不过这点钱对罗西尼来说不算什么,因为他去英国演出一趟,口袋里可以装回十七万五千法郎,足够他十年的开销。他如此富有,但依然为了钱与比自己大七岁的歌唱演员柯勃兰小姐结婚。为了柯勃兰小姐每年两万法郎的收入和她位于西西里的一幢别墅就牺牲婚姻,这是那时的人们所不能理解的。当然,“走穴”挣大钱之余,他也没有把艺术抛之脑后。那不勒斯发生革命之后,他逃到维也纳,顺便拜访了贝多芬。
回忆他在维也纳拜访贝多芬时的情形,罗西尼是这样描述的:
“我登上楼梯,直通伟人的陋室。我发现自己置身于阁楼中,到处又脏又乱。我尤其记得那屋檐下的天花板,下雨的时候雨水肯定会顺着缝隙流下来。我们进屋时,他(贝多芬)没有注意到我们,仍旧弯腰工作。不久,他抬起头,用基本能让人听得懂的意大利语说:‘啊,罗西尼,你就是《塞维利亚的理发师》的作者?祝贺你!这真是一部杰出的喜歌剧呀,我看的时候很高兴。只要意大利歌剧还存在,它就会演下去。别写其他的了,就专门写喜歌剧吧!’这是一次短暂的拜访,一半的对话需要通过笔写。我表达了对他的才华的无比敬仰,他用一声叹息和一个简单的句子作答:‘噢,不幸的人!’然后,他预祝我的《采尔米拉》获得成功,起身送我们出门,并说:‘尤其要多写点理发师那样的……’当我走下那破败的楼梯时,不禁潸然泪下。”

__条目__.
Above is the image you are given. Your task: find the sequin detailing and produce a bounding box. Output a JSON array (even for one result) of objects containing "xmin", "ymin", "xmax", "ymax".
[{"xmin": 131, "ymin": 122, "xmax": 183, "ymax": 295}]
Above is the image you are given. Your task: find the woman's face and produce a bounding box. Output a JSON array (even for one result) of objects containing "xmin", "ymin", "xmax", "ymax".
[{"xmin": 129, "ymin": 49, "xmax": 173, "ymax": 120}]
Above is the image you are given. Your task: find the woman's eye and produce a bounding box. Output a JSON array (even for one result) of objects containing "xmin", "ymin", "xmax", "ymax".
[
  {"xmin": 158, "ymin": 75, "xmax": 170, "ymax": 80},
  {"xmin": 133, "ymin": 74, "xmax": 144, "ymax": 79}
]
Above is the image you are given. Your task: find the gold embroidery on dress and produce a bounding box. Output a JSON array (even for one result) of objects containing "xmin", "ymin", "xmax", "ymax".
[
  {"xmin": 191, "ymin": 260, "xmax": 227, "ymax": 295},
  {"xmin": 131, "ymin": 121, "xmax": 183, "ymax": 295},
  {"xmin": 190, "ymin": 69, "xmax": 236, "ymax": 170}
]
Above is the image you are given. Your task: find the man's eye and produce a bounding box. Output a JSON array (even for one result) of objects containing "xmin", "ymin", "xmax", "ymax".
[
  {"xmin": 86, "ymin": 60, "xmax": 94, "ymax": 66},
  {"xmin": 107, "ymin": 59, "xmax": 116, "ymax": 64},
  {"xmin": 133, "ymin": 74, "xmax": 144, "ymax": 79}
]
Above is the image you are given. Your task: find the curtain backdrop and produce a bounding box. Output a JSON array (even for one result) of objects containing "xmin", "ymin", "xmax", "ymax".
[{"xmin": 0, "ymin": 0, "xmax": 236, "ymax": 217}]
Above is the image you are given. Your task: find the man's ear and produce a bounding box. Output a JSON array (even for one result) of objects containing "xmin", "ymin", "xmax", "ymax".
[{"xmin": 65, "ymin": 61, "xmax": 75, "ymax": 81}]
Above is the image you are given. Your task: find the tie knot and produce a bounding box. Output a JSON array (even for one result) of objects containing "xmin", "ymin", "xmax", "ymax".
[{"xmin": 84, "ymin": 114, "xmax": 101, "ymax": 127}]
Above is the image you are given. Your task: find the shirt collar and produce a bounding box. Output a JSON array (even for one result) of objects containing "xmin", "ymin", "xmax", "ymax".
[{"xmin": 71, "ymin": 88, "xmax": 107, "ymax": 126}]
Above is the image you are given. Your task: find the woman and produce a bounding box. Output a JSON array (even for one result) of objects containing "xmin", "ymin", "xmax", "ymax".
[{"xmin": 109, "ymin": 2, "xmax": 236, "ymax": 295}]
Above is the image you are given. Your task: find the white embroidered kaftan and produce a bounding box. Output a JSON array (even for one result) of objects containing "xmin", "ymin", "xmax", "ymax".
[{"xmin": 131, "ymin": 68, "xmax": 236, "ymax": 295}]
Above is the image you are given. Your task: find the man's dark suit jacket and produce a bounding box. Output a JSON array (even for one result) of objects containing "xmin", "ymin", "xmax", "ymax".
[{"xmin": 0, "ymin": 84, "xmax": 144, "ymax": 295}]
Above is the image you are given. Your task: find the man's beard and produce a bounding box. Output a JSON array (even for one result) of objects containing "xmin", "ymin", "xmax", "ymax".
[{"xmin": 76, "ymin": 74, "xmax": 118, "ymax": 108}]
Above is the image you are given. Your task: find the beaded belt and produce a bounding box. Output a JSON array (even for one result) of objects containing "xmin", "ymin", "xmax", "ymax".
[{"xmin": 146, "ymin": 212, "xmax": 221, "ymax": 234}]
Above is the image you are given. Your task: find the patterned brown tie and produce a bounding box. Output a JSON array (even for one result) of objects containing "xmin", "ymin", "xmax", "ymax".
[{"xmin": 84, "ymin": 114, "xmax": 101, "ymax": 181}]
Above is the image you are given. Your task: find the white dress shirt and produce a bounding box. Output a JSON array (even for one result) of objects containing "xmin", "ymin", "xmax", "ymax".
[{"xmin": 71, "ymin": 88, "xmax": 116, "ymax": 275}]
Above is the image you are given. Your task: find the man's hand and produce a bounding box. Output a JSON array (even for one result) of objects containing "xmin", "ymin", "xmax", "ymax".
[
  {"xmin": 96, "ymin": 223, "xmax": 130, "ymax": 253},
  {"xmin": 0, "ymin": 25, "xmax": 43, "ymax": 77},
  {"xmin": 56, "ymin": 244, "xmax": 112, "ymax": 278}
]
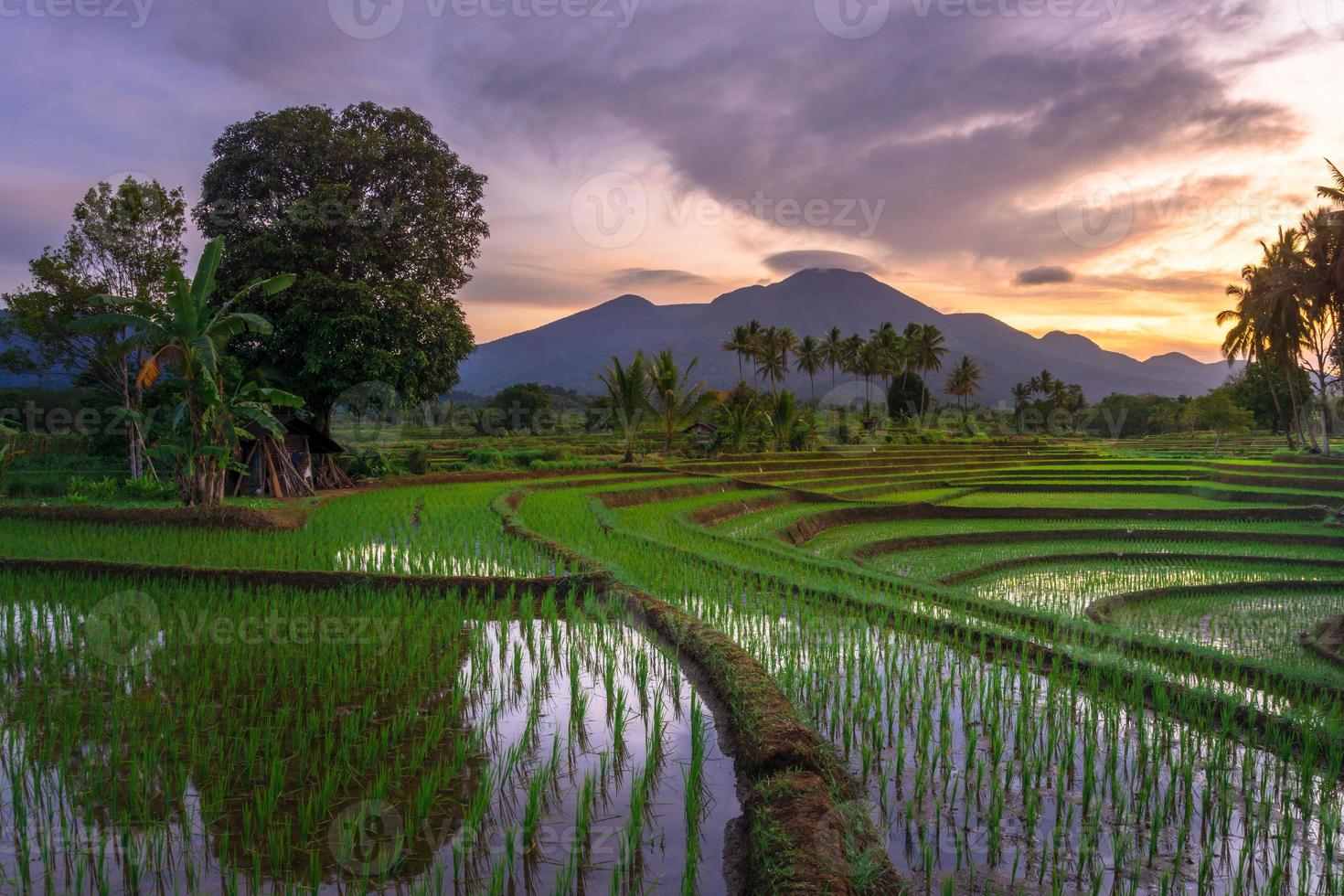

__任务说明__. 照录上面引文中的一段文字,从含有“不过这点钱对罗西尼来说不算什”的地方开始,抄到“到维也纳,顺便拜访了贝多芬。”为止。

__任务答案__.
不过这点钱对罗西尼来说不算什么,因为他去英国演出一趟,口袋里可以装回十七万五千法郎,足够他十年的开销。他如此富有,但依然为了钱与比自己大七岁的歌唱演员柯勃兰小姐结婚。为了柯勃兰小姐每年两万法郎的收入和她位于西西里的一幢别墅就牺牲婚姻,这是那时的人们所不能理解的。当然,“走穴”挣大钱之余,他也没有把艺术抛之脑后。那不勒斯发生革命之后,他逃到维也纳,顺便拜访了贝多芬。